Your goal: Each line from the one that contains "it: point(165, 54)." to the end of the material must be set down exactly, and no line before it.

Point labeling dataset excerpts:
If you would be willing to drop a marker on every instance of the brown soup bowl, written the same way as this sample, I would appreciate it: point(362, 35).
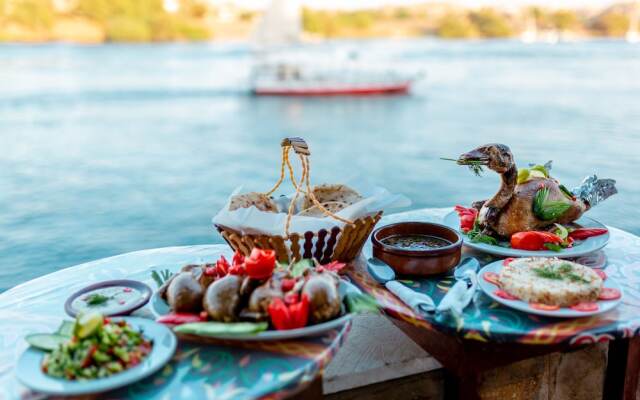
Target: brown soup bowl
point(431, 261)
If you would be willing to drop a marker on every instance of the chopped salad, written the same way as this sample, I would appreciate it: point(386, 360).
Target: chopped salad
point(99, 347)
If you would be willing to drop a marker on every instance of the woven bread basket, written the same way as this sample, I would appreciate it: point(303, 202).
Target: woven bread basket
point(338, 244)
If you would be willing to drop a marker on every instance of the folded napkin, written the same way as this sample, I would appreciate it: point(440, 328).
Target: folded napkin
point(460, 294)
point(419, 302)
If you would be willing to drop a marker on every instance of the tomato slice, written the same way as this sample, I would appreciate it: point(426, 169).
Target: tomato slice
point(491, 277)
point(601, 273)
point(609, 294)
point(505, 295)
point(585, 306)
point(543, 307)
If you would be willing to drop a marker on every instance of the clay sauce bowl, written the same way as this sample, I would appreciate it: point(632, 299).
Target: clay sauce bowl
point(418, 262)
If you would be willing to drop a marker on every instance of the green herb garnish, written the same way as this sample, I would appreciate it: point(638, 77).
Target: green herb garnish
point(474, 166)
point(298, 268)
point(553, 247)
point(548, 273)
point(566, 192)
point(96, 299)
point(562, 272)
point(161, 277)
point(546, 209)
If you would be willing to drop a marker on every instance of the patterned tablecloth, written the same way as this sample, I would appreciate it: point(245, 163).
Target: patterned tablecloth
point(488, 321)
point(264, 370)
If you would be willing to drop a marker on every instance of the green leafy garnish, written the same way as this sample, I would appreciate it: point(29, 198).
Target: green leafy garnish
point(477, 236)
point(360, 303)
point(483, 238)
point(162, 277)
point(563, 272)
point(561, 231)
point(96, 299)
point(566, 192)
point(546, 209)
point(66, 328)
point(553, 246)
point(474, 166)
point(542, 169)
point(298, 268)
point(548, 273)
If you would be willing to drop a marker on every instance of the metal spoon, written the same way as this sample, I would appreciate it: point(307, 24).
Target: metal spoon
point(383, 273)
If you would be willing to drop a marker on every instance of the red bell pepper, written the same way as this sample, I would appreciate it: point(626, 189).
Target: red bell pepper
point(467, 216)
point(287, 284)
point(289, 316)
point(533, 240)
point(180, 318)
point(260, 264)
point(585, 233)
point(238, 258)
point(87, 360)
point(335, 266)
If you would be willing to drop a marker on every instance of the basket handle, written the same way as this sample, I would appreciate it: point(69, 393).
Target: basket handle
point(300, 147)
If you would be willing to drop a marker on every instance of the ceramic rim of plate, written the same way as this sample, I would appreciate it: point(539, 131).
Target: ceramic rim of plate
point(145, 296)
point(563, 312)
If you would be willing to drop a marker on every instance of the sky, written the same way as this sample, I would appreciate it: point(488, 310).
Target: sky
point(354, 4)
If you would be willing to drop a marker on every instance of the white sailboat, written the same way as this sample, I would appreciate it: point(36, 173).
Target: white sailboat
point(282, 68)
point(633, 35)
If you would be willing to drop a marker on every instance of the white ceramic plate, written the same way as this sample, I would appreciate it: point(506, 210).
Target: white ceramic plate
point(579, 249)
point(489, 288)
point(28, 369)
point(159, 307)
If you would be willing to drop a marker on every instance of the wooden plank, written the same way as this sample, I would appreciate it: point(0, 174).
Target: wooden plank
point(424, 386)
point(375, 351)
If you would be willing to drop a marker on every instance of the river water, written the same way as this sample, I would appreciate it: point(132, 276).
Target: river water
point(114, 148)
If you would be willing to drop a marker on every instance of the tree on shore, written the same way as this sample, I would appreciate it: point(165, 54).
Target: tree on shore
point(456, 26)
point(612, 23)
point(491, 24)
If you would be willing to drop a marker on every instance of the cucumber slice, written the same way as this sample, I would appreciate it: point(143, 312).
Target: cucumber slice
point(87, 324)
point(46, 341)
point(222, 328)
point(66, 328)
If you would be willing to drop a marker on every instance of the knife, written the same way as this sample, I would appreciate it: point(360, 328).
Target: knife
point(382, 272)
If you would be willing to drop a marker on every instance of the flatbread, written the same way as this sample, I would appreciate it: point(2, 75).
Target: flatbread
point(259, 200)
point(331, 194)
point(315, 211)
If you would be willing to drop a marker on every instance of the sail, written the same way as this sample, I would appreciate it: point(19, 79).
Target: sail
point(279, 26)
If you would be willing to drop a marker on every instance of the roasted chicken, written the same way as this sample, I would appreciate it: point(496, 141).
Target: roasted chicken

Solution to the exercise:
If you would be willing to drop a marker on every instance of the tree on shore, written the same way as this sample, I would appreciate it: point(165, 54).
Target: tree on shore
point(456, 26)
point(612, 23)
point(491, 24)
If you would be willing to drop a marker on every instance of the cucumber slice, written the same way as this sample, I would appreciate it: point(143, 312).
Target: cucumber slice
point(87, 324)
point(46, 341)
point(222, 328)
point(66, 328)
If you would be willing to drop a marker on every instance of the knife, written the same way as this sample, I would appreciate it: point(360, 328).
Target: knife
point(382, 272)
If you would be willing to drop a marker on every instance of the flatbread, written the same way as this sample, I would appreciate it: point(2, 75).
Target: flatbread
point(259, 200)
point(331, 194)
point(315, 211)
If you would be willing to drop a marker on every instance of the sail, written the same way as this sample, I would appreciate it: point(19, 79).
Target: sail
point(279, 26)
If you would be willing to drop a marker on every instance of the roasted chicken, written the same way as this sample, I would appreciate it: point(496, 141).
Target: roasted chicken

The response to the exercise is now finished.